DOCUMENTTEKST –
00 P1050158 1 Hetwerk begraafplaatsTekening van het eerste hekwerk. Foto: coll. H.M. Somsen

De laatste begrafenis op het kerkhof om de Lambertikerk vond plaats op 28 december 1828 van Roelov Harmen Jan Bennink, oud 61 jaar. In 1861 is van het oude kerkhof rondom de kerk een plantsoen gemaakt. Het was destijds mogelijk om de overledenen op de nieuwe begraafplaats te herbegraven en de eventuele grafsteen over te zetten.

Wanneer de begraafplaats is aangelegd kunnen eigenaren van een graf op het kerkhof bij de Lambertikerk bij loting een nieuw eigen graf kopen. Er zijn 170 graven beschikbaar en er worden er 145 van verkocht. Zij die later een graf willen, betalen 12 gulden voor aankoop van een graf, dat is het gedeelte waar ook enkele notabelen liggen begraven, de toenmalige burgemeester Becking en zijn vrouw Maria Ludovica Baas met de grafsteen waarop twee slangen zich in de staart bijten. Voor een aantal graven hoefde niet betaald te worden, het graf van de huisarts in gemeentedienst, de grondeigenaar (Alof Radstake) die de grond in ruil voor een eigen graf gratis heeft afgestaan en voor de bewoners van de pastorie. Zowel in de eigen als algemene graven wordt naast elkaar begraven, zonder paden.
De begraafplaats is opgezet met een onderverdeling in twee perken door een middenpad gescheiden. Aan de rechterzijde van het oorspronkelijke middenpad, nu een grasperk met onderliggende graven, aan rechthebbenden toegewezen als eigen grafruimte als vervanging van hun graf bij de Lambertikerk. De graven hebben een oppervlakte van ca. 2x5 meter en zijn aaneengesloten in gebruik zonder paden. In de hoek van iedere grafruimte een zandstenen paaltje met nummer en naam van de rechthebbende erven. Het linker gedeelte was destijds in gebruik voor de overledene ingezetenen die een grafruimte voor een bepaalde periode mochten gebruiken. Dit gedeelte is geruimd en hergebruikt vanaf ca. 1960

De eerste begrafenis op de nieuwe begraafplaats vindt plaats op 24 januari 1829. Het herinnering steentje hiervan is ca. 1970 geplaatst in het nieuwe poortgebouw tevens lijkenhuisje. Het gaat om Hermina Reindzen overleden op 19 januari 1829, zij was getrouwd met Hendrik Hendriksen.

OPDRACHT 1 – Noem iedereen voor wie volgens de tekst over de begraafplaats niet voor een graf betaald hoefde te worden.
OPDRACHT 2 – Schrijf de tekst over de begraafplaats verder, te beginnen na de laatste zin.

[Items voor het labelen van regio's]

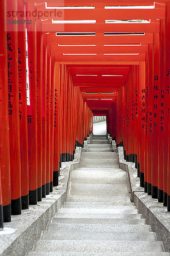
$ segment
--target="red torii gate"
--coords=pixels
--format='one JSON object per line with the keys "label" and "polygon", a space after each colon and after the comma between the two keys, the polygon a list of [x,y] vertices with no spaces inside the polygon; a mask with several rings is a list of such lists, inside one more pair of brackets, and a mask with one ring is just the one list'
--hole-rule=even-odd
{"label": "red torii gate", "polygon": [[[58,185],[61,161],[72,160],[75,146],[92,132],[92,113],[105,113],[107,132],[124,145],[125,159],[135,162],[141,186],[170,210],[170,161],[164,161],[170,145],[170,1],[0,1],[5,221],[11,207],[12,214],[20,214]],[[153,7],[135,11],[135,6]],[[25,8],[29,18],[22,15]],[[12,11],[20,12],[13,17]],[[135,19],[148,23],[120,21]]]}

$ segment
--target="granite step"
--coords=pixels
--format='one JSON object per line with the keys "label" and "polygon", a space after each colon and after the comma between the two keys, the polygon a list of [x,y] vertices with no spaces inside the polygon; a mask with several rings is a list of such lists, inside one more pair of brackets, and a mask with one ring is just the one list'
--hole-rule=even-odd
{"label": "granite step", "polygon": [[80,224],[133,224],[143,225],[145,224],[145,221],[143,218],[60,218],[56,215],[54,218],[53,223],[68,223]]}
{"label": "granite step", "polygon": [[81,159],[84,158],[88,158],[88,159],[104,159],[105,158],[118,159],[118,155],[114,152],[110,153],[83,152],[81,154]]}
{"label": "granite step", "polygon": [[94,203],[98,205],[107,204],[108,205],[131,205],[129,196],[92,196],[69,195],[66,199],[67,202],[82,202],[84,203]]}
{"label": "granite step", "polygon": [[93,252],[103,253],[105,255],[106,253],[129,252],[141,253],[146,251],[161,252],[162,250],[162,243],[158,241],[151,243],[150,241],[99,241],[90,239],[85,241],[63,240],[60,241],[59,243],[56,243],[56,240],[39,240],[35,250],[36,252]]}
{"label": "granite step", "polygon": [[[133,252],[133,256],[170,256],[170,253],[165,252]],[[104,256],[132,256],[131,252],[112,252],[105,253]],[[32,252],[29,253],[28,256],[104,256],[103,253],[93,252]]]}
{"label": "granite step", "polygon": [[118,225],[117,224],[82,224],[75,223],[52,223],[49,226],[48,230],[50,233],[55,231],[63,231],[67,232],[69,230],[77,232],[94,231],[94,232],[140,232],[142,231],[149,232],[150,230],[150,226],[148,225],[134,225],[126,224]]}
{"label": "granite step", "polygon": [[102,234],[100,232],[94,231],[75,232],[68,230],[66,233],[65,231],[57,231],[49,232],[45,231],[42,237],[43,240],[79,240],[80,238],[81,240],[88,240],[89,238],[92,240],[102,241],[155,241],[156,236],[154,232],[148,231],[141,231],[140,232],[103,232]]}
{"label": "granite step", "polygon": [[119,166],[119,162],[118,159],[110,159],[110,158],[106,159],[88,159],[82,158],[80,164],[80,167],[82,166],[86,165],[100,165],[101,166]]}

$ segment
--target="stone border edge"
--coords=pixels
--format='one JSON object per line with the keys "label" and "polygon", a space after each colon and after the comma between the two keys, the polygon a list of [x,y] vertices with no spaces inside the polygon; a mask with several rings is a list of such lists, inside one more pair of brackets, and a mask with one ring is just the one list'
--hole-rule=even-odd
{"label": "stone border edge", "polygon": [[152,198],[151,196],[144,192],[144,188],[140,186],[135,165],[124,160],[123,147],[112,149],[118,154],[120,168],[127,173],[132,201],[145,219],[147,224],[150,225],[152,230],[156,233],[158,240],[163,241],[166,251],[170,252],[170,212],[163,203]]}
{"label": "stone border edge", "polygon": [[[90,139],[88,139],[89,141]],[[32,250],[34,243],[48,228],[63,204],[71,171],[79,167],[81,153],[86,151],[86,148],[77,146],[75,160],[62,163],[60,182],[59,177],[59,186],[53,187],[52,192],[42,198],[37,205],[30,205],[29,209],[22,210],[21,215],[12,215],[11,222],[4,223],[4,230],[0,232],[5,234],[1,235],[0,233],[0,256],[23,256]],[[14,232],[12,233],[12,230]]]}

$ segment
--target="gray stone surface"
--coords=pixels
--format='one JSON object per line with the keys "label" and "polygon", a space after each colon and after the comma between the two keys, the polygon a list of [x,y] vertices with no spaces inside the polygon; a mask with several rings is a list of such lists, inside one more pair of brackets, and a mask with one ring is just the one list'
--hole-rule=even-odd
{"label": "gray stone surface", "polygon": [[[59,212],[57,214],[59,218],[141,218],[141,215],[140,214],[128,214],[114,213],[75,213],[73,214],[70,213],[63,213]],[[56,216],[55,216],[56,217]]]}
{"label": "gray stone surface", "polygon": [[[133,252],[133,254],[131,252],[112,252],[104,253],[104,256],[170,256],[168,253],[138,253]],[[96,253],[88,252],[86,253],[81,252],[31,252],[29,253],[28,256],[104,256],[103,253]]]}
{"label": "gray stone surface", "polygon": [[[117,167],[116,166],[92,166],[92,167],[80,167],[79,168],[78,168],[78,171],[81,171],[81,172],[82,172],[83,171],[85,171],[85,172],[87,172],[87,171],[90,171],[92,172],[99,172],[100,171],[101,172],[114,172],[115,173],[117,172],[123,172],[124,173],[125,173],[124,171],[123,171],[123,170],[122,170],[121,169],[119,169],[118,167]],[[96,166],[98,166],[98,167],[96,167]],[[99,167],[98,167],[99,166]]]}
{"label": "gray stone surface", "polygon": [[66,200],[71,170],[78,167],[81,151],[77,147],[76,162],[62,163],[60,170],[59,185],[54,187],[52,193],[43,198],[37,205],[30,205],[29,209],[22,210],[21,215],[12,216],[12,221],[5,223],[5,229],[14,230],[12,233],[3,234],[0,231],[0,255],[23,256],[30,251],[42,230],[45,230],[52,218]]}
{"label": "gray stone surface", "polygon": [[[98,142],[98,141],[97,142]],[[98,152],[100,152],[100,150],[102,148],[111,148],[111,146],[109,143],[104,145],[101,145],[98,143],[96,144],[90,144],[88,145],[88,151],[89,148],[96,148],[98,150]],[[112,150],[110,152],[112,152]]]}
{"label": "gray stone surface", "polygon": [[77,183],[111,183],[115,184],[127,183],[127,174],[125,172],[115,172],[114,176],[112,172],[80,172],[74,171],[72,173],[72,181]]}
{"label": "gray stone surface", "polygon": [[147,225],[133,225],[130,224],[82,224],[64,223],[52,223],[49,225],[48,230],[51,233],[53,230],[57,231],[69,230],[79,231],[95,231],[99,232],[109,232],[114,233],[116,232],[137,232],[141,231],[147,231],[149,233],[150,226]]}
{"label": "gray stone surface", "polygon": [[167,207],[144,192],[134,193],[134,204],[156,232],[158,240],[163,241],[166,250],[170,251],[170,212]]}
{"label": "gray stone surface", "polygon": [[67,202],[80,202],[86,203],[94,203],[95,204],[104,204],[105,205],[132,205],[130,198],[129,196],[69,196],[67,198]]}
{"label": "gray stone surface", "polygon": [[[98,152],[97,148],[89,148],[88,149],[89,152]],[[100,149],[100,152],[110,152],[112,151],[111,147],[104,148]]]}
{"label": "gray stone surface", "polygon": [[133,206],[132,207],[129,206],[108,206],[104,208],[64,208],[60,209],[59,212],[61,213],[96,213],[98,214],[135,214],[138,213],[138,210]]}
{"label": "gray stone surface", "polygon": [[56,243],[55,240],[40,240],[37,244],[35,251],[46,252],[162,252],[161,242],[150,241],[99,241],[61,240]]}
{"label": "gray stone surface", "polygon": [[119,158],[120,168],[127,172],[128,178],[131,197],[133,201],[134,193],[135,192],[144,192],[144,189],[140,186],[140,179],[137,175],[137,169],[135,163],[126,162],[124,160],[123,147],[118,147],[114,150]]}
{"label": "gray stone surface", "polygon": [[[110,142],[112,138],[109,134],[107,137]],[[90,143],[94,142],[92,139]],[[88,151],[96,152],[94,157],[87,158],[88,154],[84,154],[83,167],[72,172],[66,202],[35,244],[37,256],[40,252],[46,256],[48,252],[53,256],[58,253],[60,256],[62,253],[64,256],[167,254],[163,252],[162,243],[156,241],[155,233],[131,202],[126,172],[118,165],[109,165],[110,161],[117,161],[116,155],[111,159],[106,152],[104,157],[96,157],[106,146],[111,152],[108,144],[88,145]]]}
{"label": "gray stone surface", "polygon": [[104,208],[105,209],[136,209],[136,207],[132,204],[130,205],[107,205],[107,204],[104,204],[104,203],[93,202],[91,203],[87,203],[87,202],[66,202],[63,206],[62,209],[64,208],[92,208],[92,209],[101,209]]}
{"label": "gray stone surface", "polygon": [[101,171],[102,170],[102,169],[103,169],[103,168],[104,167],[104,168],[105,168],[106,169],[114,169],[114,167],[116,167],[116,169],[118,168],[118,166],[117,165],[116,165],[116,164],[115,164],[115,165],[109,165],[109,166],[101,166],[101,165],[85,165],[85,164],[81,164],[81,168],[84,168],[85,167],[86,168],[98,168],[98,169],[101,170]]}
{"label": "gray stone surface", "polygon": [[155,233],[148,231],[140,231],[140,232],[127,232],[125,231],[118,231],[112,232],[95,232],[94,230],[88,231],[81,231],[78,230],[77,232],[74,231],[65,230],[61,231],[54,231],[50,233],[45,231],[43,236],[44,240],[79,240],[80,237],[81,240],[88,240],[89,238],[92,240],[117,240],[117,241],[150,241],[155,240]]}
{"label": "gray stone surface", "polygon": [[116,224],[143,225],[145,221],[142,218],[60,218],[57,215],[53,219],[53,223],[76,223],[84,224]]}
{"label": "gray stone surface", "polygon": [[92,140],[90,142],[91,144],[109,144],[109,141],[107,140]]}
{"label": "gray stone surface", "polygon": [[105,184],[71,183],[71,189],[69,195],[93,195],[94,196],[109,195],[128,195],[127,184]]}
{"label": "gray stone surface", "polygon": [[80,167],[83,166],[88,165],[100,165],[100,166],[113,166],[115,165],[118,168],[118,159],[88,159],[88,158],[82,158],[81,159]]}
{"label": "gray stone surface", "polygon": [[96,158],[98,159],[103,159],[104,158],[110,158],[112,159],[116,158],[116,159],[117,159],[118,156],[116,153],[114,152],[110,152],[110,153],[105,153],[101,152],[84,152],[82,153],[81,155],[81,159],[82,159],[83,158],[88,158],[88,159],[95,159]]}

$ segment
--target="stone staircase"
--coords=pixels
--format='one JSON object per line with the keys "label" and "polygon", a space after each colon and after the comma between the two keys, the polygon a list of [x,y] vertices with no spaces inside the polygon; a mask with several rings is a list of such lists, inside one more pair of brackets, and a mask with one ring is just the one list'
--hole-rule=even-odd
{"label": "stone staircase", "polygon": [[131,202],[127,174],[106,136],[93,136],[69,186],[29,256],[169,255]]}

ANTWOORD 1 –
- de huisarts in gemeentedienst
- de grondeigenaar Alof Radstake
- de bewoners van de pastorie

ANTWOORD 2 –
Op de oudste gedeelten van de begraafplaats en vooral de uitbreidingen uit 1928 zijn veel coniferen geplant als landschappelijk element, waardoor de begraafplaats het beeld heeft van een parkachtig landschap met grafmonumenten.

De verscheidenheid in uitvoering aan grafmonumenten waarop de namen van oude bekende Zelhemmers maken dit gedeelte met zijn stenen archief tot een gemeentelijk waardevol deel van de totale begraafplaats aan de Kerkhoflaan.

Graven met aandachtswaarde in Zelhem. 

Een wandeling over het oudste gedeelte van de Zelhemse begraafplaats geschreven voor de Open Monumentendagen in 2016 door H.M. Somsen. Foto's coll. samensteller.


Opgang 1e oude ijzeren poort.

01 2012 04 28 begraafplaatszelhem001

Links en rechts tot aan het eerste haaks kruisende pad een geruimd en hergebruikt gedeelte van de begraafplaats.

Het kruisende pad was het oorspronkelijke hoofdpad van de eerste opzet van de begraafplaats in 1829. De begraafplaats is opgezet met een onderverdeling in twee perken door een middenpad gescheiden. Aan de rechterzijde van het oorspronkelijke middenpad, nu een grasperk met onderliggende graven, die toegewezen zijn aan boerenerven die rechten hadden om destijds bij de Lambertikerk begraven te worden. De graven hebben een oppervlakte van ca. 2x5 meter en zijn aaneengesloten in gebruik zonder paden. In de hoek van iedere grafruimte een zandstenen paaltje met nummer en naam van de rechthebbende erven. Het linker gedeelte was destijds in gebruik voor de overledene ingezetenen die een grafruimte voor een bepaalde periode mochten gebruiken. Dit gedeelte is geruimd en hergebruikt vanaf ca. 1960

Bij het voormalige hoofdpad aangekomen en de met gras begroeide grafvelden aan de rechterzijde langs het oude hoofdpad een tweetal bijzondere natuurstenen dekplaten boven een grafkelder. Het betreft op elke hoek de grafkelders van Buursink en Wentholt.


Wij gaan hier rechtsaf tot de beukenhaag waar de oudste ingang van de begraafplaats in 1829 geweest is.
Teruglopend naar de kruising met de treurbeuk op het rechtergrafveld zien we het graf van:

Grafnr.1.164: familie Buursink, Grafkelder met eenvoudige natuurstenen dekplaat, één van de weinige van dit type op de Zelhemse begraafplaats. Van 1856 tot 1901 zijn hier 4 personen bijgezet.

02 Wentholt fam
Grafkelder deksteen  Wentholt. 

Grafnr.1.151d,1.151°,1.151f : Grafkelder: familie Wentholt, 1865, Eenvoudige liggende natuursteenzerk met opschrift.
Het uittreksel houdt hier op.